[Collected data]
'''
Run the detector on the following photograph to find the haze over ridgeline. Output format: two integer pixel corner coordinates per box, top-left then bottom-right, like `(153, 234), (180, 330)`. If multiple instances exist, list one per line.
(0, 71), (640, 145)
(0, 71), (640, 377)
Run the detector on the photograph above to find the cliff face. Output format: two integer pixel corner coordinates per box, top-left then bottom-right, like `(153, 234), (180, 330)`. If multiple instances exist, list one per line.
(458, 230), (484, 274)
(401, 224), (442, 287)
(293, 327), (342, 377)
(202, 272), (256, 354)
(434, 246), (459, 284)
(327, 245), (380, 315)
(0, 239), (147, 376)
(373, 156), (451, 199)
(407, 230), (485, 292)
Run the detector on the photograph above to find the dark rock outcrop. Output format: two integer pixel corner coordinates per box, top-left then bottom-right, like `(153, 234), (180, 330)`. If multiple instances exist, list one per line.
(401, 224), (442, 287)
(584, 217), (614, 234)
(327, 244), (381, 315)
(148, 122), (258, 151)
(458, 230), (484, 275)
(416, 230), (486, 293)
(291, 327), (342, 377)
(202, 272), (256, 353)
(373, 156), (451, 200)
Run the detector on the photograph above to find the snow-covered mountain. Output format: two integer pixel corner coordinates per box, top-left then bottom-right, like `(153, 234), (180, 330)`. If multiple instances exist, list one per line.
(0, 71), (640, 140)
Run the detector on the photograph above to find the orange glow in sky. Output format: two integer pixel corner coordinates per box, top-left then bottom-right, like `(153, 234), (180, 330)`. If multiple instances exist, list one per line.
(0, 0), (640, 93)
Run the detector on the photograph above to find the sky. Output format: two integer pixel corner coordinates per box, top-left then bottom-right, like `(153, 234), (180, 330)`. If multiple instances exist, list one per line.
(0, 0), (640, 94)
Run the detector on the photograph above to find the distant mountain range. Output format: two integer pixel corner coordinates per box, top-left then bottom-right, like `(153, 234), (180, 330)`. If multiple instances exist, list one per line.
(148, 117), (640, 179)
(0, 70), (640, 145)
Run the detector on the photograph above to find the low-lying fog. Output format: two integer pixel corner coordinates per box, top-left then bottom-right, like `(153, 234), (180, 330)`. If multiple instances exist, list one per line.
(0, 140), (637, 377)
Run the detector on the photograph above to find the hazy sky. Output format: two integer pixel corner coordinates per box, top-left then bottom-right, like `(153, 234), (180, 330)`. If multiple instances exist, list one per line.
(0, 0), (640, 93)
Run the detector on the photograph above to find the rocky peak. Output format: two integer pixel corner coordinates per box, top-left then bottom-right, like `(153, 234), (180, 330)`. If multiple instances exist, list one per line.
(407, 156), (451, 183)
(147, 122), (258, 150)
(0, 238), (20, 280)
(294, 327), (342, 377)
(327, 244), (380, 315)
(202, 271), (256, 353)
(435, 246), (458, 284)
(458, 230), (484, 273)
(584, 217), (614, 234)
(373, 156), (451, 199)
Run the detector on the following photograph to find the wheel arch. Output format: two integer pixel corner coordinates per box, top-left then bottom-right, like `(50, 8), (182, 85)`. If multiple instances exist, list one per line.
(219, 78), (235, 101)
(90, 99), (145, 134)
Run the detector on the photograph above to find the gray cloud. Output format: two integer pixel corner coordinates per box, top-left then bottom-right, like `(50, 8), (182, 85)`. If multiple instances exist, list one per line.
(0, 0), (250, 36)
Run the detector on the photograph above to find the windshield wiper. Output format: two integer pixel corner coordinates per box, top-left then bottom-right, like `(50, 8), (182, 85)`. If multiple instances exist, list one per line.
'''
◆ What you are asked to do ◆
Transcribe everything from the line containing "Run the detector on the photograph above to find the orange" down to the line containing "(0, 0), (640, 94)", both lines included.

◆ Task solution ◆
Run the detector on the photograph above to find the orange glow in sky. Output format: two integer pixel corner coordinates per box, top-left then bottom-right, like `(153, 234), (180, 330)`. If multiple instances exist, list one per line.
(0, 0), (640, 93)
Run the detector on the photograph above to find the sky. Output format: two integer pixel corner coordinates per box, top-left then bottom-right, like `(153, 234), (180, 330)`. If multiple instances exist, list one per line.
(0, 0), (640, 94)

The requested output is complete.